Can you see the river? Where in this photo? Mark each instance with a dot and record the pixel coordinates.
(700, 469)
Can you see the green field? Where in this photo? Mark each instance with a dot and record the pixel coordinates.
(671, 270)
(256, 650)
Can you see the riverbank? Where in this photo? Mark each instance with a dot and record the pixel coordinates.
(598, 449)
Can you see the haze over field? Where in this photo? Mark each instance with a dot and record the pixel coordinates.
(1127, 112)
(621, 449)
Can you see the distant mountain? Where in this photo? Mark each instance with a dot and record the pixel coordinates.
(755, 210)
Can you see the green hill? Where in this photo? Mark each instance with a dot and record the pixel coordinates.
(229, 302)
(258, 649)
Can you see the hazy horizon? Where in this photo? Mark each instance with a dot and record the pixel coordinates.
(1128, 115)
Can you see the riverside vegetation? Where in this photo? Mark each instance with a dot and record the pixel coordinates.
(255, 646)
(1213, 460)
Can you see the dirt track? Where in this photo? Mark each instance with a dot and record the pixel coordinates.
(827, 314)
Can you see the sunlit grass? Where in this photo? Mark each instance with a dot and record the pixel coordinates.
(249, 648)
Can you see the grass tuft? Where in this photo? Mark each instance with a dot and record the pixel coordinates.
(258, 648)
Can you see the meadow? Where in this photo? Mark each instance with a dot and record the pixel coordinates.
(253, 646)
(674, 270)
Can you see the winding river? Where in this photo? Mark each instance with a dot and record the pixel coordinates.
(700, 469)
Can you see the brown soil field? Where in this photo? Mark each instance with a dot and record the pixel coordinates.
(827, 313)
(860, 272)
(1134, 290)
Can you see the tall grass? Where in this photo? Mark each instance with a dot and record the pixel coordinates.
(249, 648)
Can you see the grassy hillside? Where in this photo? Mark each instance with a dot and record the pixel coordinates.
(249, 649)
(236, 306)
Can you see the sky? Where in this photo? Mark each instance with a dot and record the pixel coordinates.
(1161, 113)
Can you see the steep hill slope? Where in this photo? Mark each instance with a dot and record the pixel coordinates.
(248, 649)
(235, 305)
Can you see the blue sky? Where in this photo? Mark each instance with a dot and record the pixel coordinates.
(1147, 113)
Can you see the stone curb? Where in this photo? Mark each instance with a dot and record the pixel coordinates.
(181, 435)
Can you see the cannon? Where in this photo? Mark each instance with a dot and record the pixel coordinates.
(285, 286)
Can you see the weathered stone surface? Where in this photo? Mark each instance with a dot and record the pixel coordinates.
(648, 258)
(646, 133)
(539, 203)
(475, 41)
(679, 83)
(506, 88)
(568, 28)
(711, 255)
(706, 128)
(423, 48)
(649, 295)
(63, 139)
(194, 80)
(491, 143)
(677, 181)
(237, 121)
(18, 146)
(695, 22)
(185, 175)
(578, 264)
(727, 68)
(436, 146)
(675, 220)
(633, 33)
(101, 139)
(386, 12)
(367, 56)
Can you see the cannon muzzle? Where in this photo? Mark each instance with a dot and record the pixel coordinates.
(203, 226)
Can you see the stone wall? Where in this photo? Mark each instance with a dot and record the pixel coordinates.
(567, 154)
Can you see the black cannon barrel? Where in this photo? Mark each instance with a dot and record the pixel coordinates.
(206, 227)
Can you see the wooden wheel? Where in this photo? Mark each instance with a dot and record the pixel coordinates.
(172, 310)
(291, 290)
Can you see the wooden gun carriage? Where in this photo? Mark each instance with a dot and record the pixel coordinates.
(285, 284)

What the exercise asks — Would you please repeat all the entries exactly as written?

Output for this exercise —
Can you see the river? Where in this photo? Mark each instance with a dot and record the pixel coordinates.
(700, 469)
Can you see the green field? Where in this photo? Mark each instance with a dot and record the pixel coordinates.
(671, 270)
(256, 650)
Can you see the riverbank? Where in this photo? Mark each instance with a dot and record the pixel coordinates.
(598, 449)
Can you see the haze over field? Where in this photo? Mark each instance with a dot and record the pixel coordinates.
(1127, 112)
(621, 449)
Can you see the distant mountain? Where in this photo? Mark each instance with a dot and record the pixel coordinates.
(755, 210)
Can you see the green hill? Where in this photo? Mark each instance with a dot and record the pixel coordinates.
(229, 302)
(258, 649)
Can you see the hazy horizon? Where in this photo? Mark each instance with a dot and record the pixel coordinates.
(1128, 115)
Can you see the riverside vegetation? Where in this photo? Mark each instance with a dot and record the pixel coordinates.
(255, 646)
(1213, 460)
Can you see the dirt track? Where in this photo? Mark each instance with a dot and record the pixel coordinates.
(827, 314)
Can you see the sunlit grass? Where in this photo? Mark each instance with a dot and record the pixel coordinates.
(249, 648)
Can you see the grass tuft? Where in this photo? Mark each instance with a dot and record the pixel coordinates.
(258, 648)
Can you see the meadow? Where in this photo? Mark each instance with a dot and record the pixel coordinates.
(253, 646)
(674, 270)
Can you see the winding river? Where in this photo? Mark each instance with a dot and record the pixel coordinates.
(700, 469)
Can you see the brown soil field? Where in this photo? Mark each instance with a dot and record the pixel coordinates.
(827, 313)
(860, 272)
(1134, 290)
Can you see the tall grass? Where in this photo? Mark each instance with a dot and record the pixel coordinates.
(249, 648)
Can you see the grassy hillside? Where in this photo? Mark each instance with a dot and record the pixel coordinates.
(249, 649)
(236, 306)
Can you see the sky? Where in this photo? Mark each instance with a dot and record the pixel coordinates.
(1161, 113)
Can you see the steep hill slope? Where in this photo? Mark each instance with a dot and record the pixel coordinates.
(248, 649)
(235, 305)
Can you see the blue sky? Where in this photo? Mark each instance with a dot and record the pixel coordinates.
(1147, 113)
Can you see the stone curb? Where in this photo? Mark each instance with a dot and record the pixel coordinates.
(181, 435)
Can you see the cannon? Where in this photo? Mark each instance with a dot and record the pixel coordinates.
(285, 286)
Can you see the weathered stone surface? Where in this photo? Mark each instance with a dot and record the pixel coordinates.
(648, 258)
(646, 133)
(539, 203)
(475, 41)
(679, 83)
(506, 88)
(568, 28)
(711, 255)
(706, 128)
(423, 48)
(649, 295)
(63, 139)
(194, 80)
(491, 143)
(677, 181)
(237, 121)
(18, 146)
(695, 22)
(185, 175)
(578, 264)
(727, 68)
(436, 146)
(675, 220)
(633, 33)
(101, 139)
(386, 12)
(367, 56)
Can you see the cannon muzzle? Where in this photo? Mark each instance with a dot and record the pixel coordinates.
(203, 226)
Can you see the stone wall? Where in this photo? Mark each instance with a dot and record the pixel coordinates.
(567, 154)
Can you see the black cannon barrel? Where in this photo? Mark each instance with a dot and record the pixel coordinates.
(206, 227)
Can you see the wooden wheel? Where in this photo? Mark each instance with a dot and record the pixel coordinates.
(172, 310)
(291, 290)
Can you see the wooden gun carriage? Where in this photo? Mark each instance with a dot and record the pixel coordinates.
(285, 284)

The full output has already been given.